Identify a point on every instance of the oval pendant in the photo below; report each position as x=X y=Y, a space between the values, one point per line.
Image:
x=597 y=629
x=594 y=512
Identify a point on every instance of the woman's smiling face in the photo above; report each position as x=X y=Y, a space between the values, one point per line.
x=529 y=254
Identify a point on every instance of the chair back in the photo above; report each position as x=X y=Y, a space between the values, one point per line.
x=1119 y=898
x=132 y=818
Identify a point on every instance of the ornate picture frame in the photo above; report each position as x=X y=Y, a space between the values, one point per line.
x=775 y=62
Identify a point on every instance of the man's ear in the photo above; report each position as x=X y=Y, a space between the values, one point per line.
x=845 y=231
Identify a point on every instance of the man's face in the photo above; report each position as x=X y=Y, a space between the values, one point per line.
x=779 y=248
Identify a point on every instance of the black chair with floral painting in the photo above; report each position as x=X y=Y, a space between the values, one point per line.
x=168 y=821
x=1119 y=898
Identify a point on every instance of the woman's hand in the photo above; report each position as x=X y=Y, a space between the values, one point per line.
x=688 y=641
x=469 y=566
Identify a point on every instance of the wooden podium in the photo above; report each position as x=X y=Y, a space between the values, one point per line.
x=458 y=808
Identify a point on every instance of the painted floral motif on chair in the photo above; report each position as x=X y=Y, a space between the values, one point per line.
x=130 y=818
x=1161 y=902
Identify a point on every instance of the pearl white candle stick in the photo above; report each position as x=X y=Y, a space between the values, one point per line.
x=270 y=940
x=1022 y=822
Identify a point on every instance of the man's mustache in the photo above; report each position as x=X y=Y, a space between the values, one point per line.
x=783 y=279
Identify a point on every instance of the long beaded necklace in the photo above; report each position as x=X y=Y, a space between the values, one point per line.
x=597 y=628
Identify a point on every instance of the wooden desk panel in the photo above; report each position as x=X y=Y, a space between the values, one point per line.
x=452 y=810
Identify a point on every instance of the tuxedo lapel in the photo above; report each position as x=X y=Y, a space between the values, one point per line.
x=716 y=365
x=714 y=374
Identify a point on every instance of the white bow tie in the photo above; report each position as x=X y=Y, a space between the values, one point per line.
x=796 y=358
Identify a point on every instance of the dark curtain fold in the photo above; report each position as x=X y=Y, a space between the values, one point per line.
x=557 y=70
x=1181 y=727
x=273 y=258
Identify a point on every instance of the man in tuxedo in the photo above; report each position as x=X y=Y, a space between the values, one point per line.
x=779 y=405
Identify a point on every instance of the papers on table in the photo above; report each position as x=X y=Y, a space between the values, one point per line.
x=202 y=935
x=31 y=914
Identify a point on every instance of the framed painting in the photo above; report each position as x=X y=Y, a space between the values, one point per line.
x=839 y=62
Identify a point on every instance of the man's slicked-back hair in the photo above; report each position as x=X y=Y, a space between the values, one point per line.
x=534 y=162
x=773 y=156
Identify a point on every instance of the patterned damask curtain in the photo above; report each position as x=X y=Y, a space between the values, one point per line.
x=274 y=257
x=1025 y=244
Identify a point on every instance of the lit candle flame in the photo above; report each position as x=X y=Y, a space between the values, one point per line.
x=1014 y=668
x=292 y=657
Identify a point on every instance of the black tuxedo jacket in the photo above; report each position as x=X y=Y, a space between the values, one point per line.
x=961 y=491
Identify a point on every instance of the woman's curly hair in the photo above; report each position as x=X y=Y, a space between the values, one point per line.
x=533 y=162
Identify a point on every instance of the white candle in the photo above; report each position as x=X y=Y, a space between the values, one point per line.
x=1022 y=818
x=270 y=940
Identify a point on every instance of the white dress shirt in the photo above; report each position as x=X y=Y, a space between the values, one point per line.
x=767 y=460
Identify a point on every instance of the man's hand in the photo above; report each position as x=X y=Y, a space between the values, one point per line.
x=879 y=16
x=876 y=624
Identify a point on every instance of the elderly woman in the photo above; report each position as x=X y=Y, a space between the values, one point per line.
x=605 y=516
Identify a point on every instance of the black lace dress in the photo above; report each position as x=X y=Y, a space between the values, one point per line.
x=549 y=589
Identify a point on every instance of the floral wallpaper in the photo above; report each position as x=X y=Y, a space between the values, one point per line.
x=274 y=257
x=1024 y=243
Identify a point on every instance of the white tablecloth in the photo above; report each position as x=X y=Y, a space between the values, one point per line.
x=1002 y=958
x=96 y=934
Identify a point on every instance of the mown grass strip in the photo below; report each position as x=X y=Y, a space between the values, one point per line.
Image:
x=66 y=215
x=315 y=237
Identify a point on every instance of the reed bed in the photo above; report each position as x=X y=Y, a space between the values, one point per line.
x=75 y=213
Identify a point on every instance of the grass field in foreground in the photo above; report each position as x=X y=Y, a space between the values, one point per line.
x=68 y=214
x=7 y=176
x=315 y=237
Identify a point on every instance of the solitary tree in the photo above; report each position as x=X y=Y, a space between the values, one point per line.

*WHAT IS REQUIRED*:
Reproduce the records verbatim, starting at their first line and ending with the line that contains "x=132 y=818", and include both of those lines.

*RESULT*:
Identify a point on every instance of the oval pendant in the photo below; report each position as x=X y=Y, a space between the values, one point per line.
Image:
x=597 y=629
x=594 y=512
Identify a point on every instance of the woman's smiling face in the photo above; report each position as x=X y=Y, a space between the values, one point per line.
x=529 y=254
Identify a point on every instance of the chair back in the photo above; report each position as x=X y=Y, a space between the values, one point per line.
x=1119 y=898
x=132 y=818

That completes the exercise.